• [Text]:
+ + +
The next day I called Nurse Michelle and asked her to check Edith again with her microscopic vision, because I didn’t see anything. She called me back and said that all the live lice were gone, but there were still eggs. She said she’d send home a special comb for us to borrow. She also informed me that Edith had been telling everyone at school that she had lice, and Nurse Michelle had told her she didn’t need to divulge that information. A few hours later I got a call from the parents of the kids we were supposed to babysit that night…. Edith had told their dad she had lice. I affirmed she did not have it - but that she had HAD it. Miraculously, their plans fell through for that evening. They told me it had nothing to do with the lice, but I have my doubts. I don’t blame them.
+ + +
• [Exercises]:
- 1) Write out the part of the lice story that opens with the words containing "The next day" and closes with "don’t blame them.".
- 2) Pick up the lice story after its last sentence and keep writing it.

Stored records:
+ + +
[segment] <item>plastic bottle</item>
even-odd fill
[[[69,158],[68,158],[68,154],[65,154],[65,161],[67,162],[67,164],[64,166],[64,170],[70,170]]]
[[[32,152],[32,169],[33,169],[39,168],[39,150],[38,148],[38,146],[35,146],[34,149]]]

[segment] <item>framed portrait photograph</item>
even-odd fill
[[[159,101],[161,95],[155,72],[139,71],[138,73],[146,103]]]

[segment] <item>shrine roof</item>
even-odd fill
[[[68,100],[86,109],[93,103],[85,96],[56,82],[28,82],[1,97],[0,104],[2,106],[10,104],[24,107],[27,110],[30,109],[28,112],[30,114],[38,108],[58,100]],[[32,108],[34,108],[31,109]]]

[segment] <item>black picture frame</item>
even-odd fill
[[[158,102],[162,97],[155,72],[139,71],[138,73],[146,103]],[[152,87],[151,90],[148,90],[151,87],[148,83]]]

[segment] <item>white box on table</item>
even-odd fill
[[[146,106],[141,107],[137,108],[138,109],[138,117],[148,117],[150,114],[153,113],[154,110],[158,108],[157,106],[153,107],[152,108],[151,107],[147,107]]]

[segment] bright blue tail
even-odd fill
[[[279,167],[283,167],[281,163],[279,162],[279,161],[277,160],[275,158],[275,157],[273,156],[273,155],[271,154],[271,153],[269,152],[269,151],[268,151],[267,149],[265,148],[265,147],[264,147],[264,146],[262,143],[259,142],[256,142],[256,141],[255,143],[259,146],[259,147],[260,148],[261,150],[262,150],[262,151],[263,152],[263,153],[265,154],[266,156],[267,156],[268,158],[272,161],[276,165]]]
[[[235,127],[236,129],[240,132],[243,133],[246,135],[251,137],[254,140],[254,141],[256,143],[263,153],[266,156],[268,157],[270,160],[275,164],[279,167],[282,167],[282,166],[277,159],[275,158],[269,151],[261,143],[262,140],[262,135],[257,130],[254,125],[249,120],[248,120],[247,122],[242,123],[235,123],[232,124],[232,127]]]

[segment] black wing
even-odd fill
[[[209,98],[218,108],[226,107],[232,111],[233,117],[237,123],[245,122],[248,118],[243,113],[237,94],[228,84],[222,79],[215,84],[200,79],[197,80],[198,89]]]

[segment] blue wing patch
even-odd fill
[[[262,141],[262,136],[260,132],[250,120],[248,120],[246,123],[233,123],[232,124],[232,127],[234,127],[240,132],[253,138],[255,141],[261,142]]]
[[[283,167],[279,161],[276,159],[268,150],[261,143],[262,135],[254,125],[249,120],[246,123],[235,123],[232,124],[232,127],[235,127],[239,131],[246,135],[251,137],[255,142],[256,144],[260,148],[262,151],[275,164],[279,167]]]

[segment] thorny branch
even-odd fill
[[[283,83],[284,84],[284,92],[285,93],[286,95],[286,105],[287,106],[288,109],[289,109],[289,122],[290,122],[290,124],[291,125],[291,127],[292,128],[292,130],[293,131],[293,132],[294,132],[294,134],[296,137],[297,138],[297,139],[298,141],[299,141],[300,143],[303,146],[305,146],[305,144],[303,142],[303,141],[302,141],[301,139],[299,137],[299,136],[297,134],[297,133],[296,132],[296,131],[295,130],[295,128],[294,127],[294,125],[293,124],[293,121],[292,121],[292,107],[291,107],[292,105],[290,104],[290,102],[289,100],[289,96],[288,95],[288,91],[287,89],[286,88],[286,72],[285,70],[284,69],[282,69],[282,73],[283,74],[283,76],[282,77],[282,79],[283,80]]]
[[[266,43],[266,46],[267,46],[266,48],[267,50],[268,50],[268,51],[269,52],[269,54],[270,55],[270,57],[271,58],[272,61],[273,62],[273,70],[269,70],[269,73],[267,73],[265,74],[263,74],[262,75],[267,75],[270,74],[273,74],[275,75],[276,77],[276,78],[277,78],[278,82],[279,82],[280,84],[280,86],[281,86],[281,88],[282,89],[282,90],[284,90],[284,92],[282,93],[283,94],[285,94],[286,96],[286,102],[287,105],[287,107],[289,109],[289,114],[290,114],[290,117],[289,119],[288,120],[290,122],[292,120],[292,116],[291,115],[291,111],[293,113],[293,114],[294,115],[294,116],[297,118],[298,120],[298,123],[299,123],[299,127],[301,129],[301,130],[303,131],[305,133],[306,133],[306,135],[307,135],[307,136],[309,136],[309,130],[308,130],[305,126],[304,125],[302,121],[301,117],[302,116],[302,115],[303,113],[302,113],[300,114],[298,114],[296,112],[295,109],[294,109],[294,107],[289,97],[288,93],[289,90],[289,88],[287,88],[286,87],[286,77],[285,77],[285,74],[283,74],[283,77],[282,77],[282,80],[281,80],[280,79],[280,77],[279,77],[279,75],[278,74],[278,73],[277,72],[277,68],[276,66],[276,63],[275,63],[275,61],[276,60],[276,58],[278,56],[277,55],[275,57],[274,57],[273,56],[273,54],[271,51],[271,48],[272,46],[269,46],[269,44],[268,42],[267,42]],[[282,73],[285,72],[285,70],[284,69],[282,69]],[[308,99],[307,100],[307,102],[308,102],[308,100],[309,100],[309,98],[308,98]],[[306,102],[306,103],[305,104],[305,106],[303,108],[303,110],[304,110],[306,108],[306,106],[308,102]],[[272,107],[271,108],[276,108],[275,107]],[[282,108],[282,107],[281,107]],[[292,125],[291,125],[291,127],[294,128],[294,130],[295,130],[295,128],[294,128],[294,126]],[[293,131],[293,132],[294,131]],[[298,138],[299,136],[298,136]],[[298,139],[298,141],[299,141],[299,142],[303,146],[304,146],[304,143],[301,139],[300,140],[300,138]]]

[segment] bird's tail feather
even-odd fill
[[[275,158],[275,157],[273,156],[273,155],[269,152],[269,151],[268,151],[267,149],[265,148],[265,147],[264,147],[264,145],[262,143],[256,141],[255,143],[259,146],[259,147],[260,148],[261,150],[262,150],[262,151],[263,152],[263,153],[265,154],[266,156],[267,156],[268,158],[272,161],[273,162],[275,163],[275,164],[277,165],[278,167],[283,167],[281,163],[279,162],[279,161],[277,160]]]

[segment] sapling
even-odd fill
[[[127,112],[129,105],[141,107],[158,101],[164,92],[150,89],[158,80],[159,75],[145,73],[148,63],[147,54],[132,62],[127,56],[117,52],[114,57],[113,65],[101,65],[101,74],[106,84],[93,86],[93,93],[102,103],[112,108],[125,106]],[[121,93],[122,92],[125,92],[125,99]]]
+ + +
• [Results]:
- 1)
The next day I called Nurse Michelle and asked her to check Edith again with her microscopic vision, because I didn’t see anything. She called me back and said that all the live lice were gone, but there were still eggs. She said she’d send home a special comb for us to borrow. She also informed me that Edith had been telling everyone at school that she had lice, and Nurse Michelle had told her she didn’t need to divulge that information. A few hours later I got a call from the parents of the kids we were supposed to babysit that night…. Edith had told their dad she had lice. I affirmed she did not have it - but that she had HAD it. Miraculously, their plans fell through for that evening. They told me it had nothing to do with the lice, but I have my doubts. I don’t blame them.

- 2)
When I picked Edith up from school, I told her SHE DOES NOT HAVE LICE and to quit telling people she does. I explained to her, again, that she had HAD lice, but we took care of it. And now she doesn’t. I explained when she tells people that she has lice she scares them, and no one wants to be around her. She told me that she still had lice eggs, so she still has lice. And that makes a lot of sense – I can see her reasoning. I explained that all the live lice were dead, and yes, she had eggs, but we were going to keep treating her hair, and we were going to comb out those eggs, and she didn’t have lice anymore. I’m not even sure I believed my own reasoning though. I mean, eggs are eggs; but I did my damnedest to be convincing.

Even my Best Friend Siri is in denial about lice. Every time I try to type in a text message, she tries to change it to something it isn’t. Like. Live. Lide. Lime. You name it. Just not LICE.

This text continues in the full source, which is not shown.